** TEXT TO READ **
As shown by the comments, a good number of people—though Gothamist readers may not be representative—know that the arena and project are tainted by a dubious process and false promises. Some expressed unguarded enthusiasm:
“The stadium was/is an unequivocally good thing for Brooklyn.”
“I am so glad Barclays was built and Brooklyn has been much better because of it.”
Sure, the arena, much lauded by architecture critics and the site of numerous entertaining events, is a big deal, helping rebrand the borough. However, does the (very unfinished) end justify the means?
The big questions left by an unfulfilled project make it hard for me, at least, to think about it unequivocally. Below I share some thoughts about the film, a prelude to a long re-review of the film. (My original review is here.)
Transformative promises
Gothamist quoted me as saying Atlantic Yards has failed “to fulfill [its] transformative promises of jobs and affordable housing.”
“All of the promises were empty,” added film co-director Michael Galinsky. Not quite, because, for example, they did build affordable housing, just less—and less affordably—than promised.
A different context
Watching Battle for Brooklyn in 2025 is different than watching it in 2011. The context is different. The film was released before the Barclays Center opened and eight towers (of 16) built, transforming some nearby blocks and creating a new transit entrance.
That’s more than the “hollow achievement” that New York Times journalist Charles Bagli articulates at the film’s end, but it’s hardly a full achievement. Stay tuned for a separate article on how various project promises stack up.
The focus on the Atlantic Yards resistance, via Goldstein and DDDB, makes for a useful throughline, but the limited attention to gentrification and affordable housing seems more glaring. (The filmmakers narrowed their focus to a few characters, but it can feel too narrow.)
Some elements of the resistance, such as concern about a changed Brooklyn skyline, have been superseded—in part—by rezonings in nearby Downtown Brooklyn and on Fourth Avenue.
However, I suspect few have come to grips with what’s already been approved and the increase likely sought at the Atlantic Yards/Pacific Park site. It would hardly create a “neighborhood,” as original architect Frank Gehry airly claims in the film.
As I wrote last week, the film offers ample evidence for enduring skepticism about the project, in conception and execution.
The film’s focus on the wired deal, the willingness of government to accommodate the developers, including the finding of bogus blight and the revision of contracts, is the most enduring legacy.
The skeptical portrayal of the much-touted Community Benefits Agreement, which original developer Forest City Ratner used to recruit support in the working-class Black community, was borne out by the failure of the developer to deliver the jobs and affordable housing promised.
Executives like Bruce Ratner and Jim Stuckey turned out to be just as trustworthy as they sounded in the film.

** DATA SHOWN **
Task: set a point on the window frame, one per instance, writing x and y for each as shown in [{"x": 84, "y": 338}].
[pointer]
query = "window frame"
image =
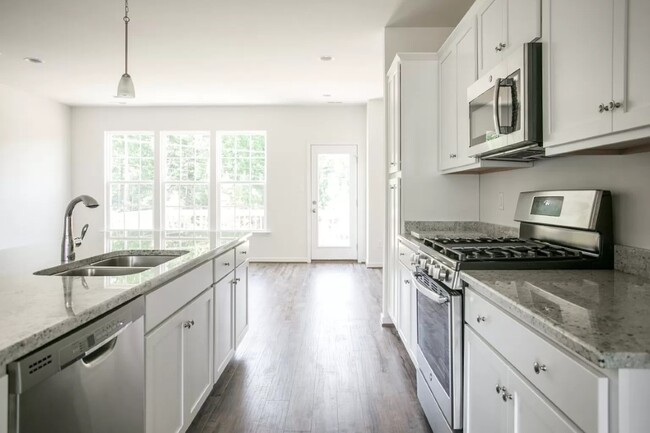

** TASKS TO COMPLETE **
[A] Can you sum up the piece on Battle for Brooklyn in two sentences?
[B] Would you copy out the part of the piece on Battle for Brooklyn between "The focus on" and "conception and execution.", inclusive?
The material above has no connection to the piece on Battle for Brooklyn.

** TASK ANSWERS **
[A] Watching Battle for Brooklyn in 2025 differs from watching it in 2011, since the Barclays Center and eight of 16 towers have since been built, yet the Atlantic Yards project is hardly a full achievement and the developer failed to deliver the jobs and affordable housing promised. The film's limited attention to gentrification and affordable housing seems glaring, but its focus on the wired deal, including the bogus blight finding and revised contracts, and its skeptical portrayal of the Community Benefits Agreement have held up.

[B]
The focus on the Atlantic Yards resistance, via Goldstein and DDDB, makes for a useful throughline, but the limited attention to gentrification and affordable housing seems more glaring. (The filmmakers narrowed their focus to a few characters, but it can feel too narrow.)
Some elements of the resistance, such as concern about a changed Brooklyn skyline, have been superseded—in part—by rezonings in nearby Downtown Brooklyn and on Fourth Avenue.
However, I suspect few have come to grips with what’s already been approved and the increase likely sought at the Atlantic Yards/Pacific Park site. It would hardly create a “neighborhood,” as original architect Frank Gehry airly claims in the film.
As I wrote last week, the film offers ample evidence for enduring skepticism about the project, in conception and execution.